Reproduce the records from the line with "# test: point to the shrub, one" through the end of the records, both ends included.
===== DATA IN THIS EXERCISE =====
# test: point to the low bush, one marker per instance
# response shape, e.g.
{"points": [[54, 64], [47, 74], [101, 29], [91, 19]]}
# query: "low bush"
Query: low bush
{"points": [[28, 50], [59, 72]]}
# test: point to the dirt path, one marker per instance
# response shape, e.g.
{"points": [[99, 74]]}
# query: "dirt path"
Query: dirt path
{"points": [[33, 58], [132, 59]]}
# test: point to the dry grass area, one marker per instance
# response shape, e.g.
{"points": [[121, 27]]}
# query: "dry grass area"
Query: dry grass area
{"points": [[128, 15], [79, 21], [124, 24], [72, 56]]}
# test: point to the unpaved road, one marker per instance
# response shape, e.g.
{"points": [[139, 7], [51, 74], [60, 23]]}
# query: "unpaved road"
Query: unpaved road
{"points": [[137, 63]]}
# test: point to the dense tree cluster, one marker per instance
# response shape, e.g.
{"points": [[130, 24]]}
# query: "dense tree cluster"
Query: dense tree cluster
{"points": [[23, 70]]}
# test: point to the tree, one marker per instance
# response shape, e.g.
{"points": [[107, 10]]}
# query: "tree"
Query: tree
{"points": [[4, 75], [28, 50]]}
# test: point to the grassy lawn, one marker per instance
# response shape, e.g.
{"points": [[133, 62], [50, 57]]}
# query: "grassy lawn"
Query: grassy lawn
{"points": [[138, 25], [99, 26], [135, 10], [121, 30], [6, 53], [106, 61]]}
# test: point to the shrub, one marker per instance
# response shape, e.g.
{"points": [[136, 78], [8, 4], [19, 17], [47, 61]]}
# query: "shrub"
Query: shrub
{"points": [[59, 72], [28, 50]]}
=====
## FINISHED EXERCISE
# test: point to the shrub, one marker per instance
# response shape, e.g.
{"points": [[136, 78], [8, 4], [19, 17], [47, 61]]}
# query: "shrub"
Query: shrub
{"points": [[59, 72], [28, 50]]}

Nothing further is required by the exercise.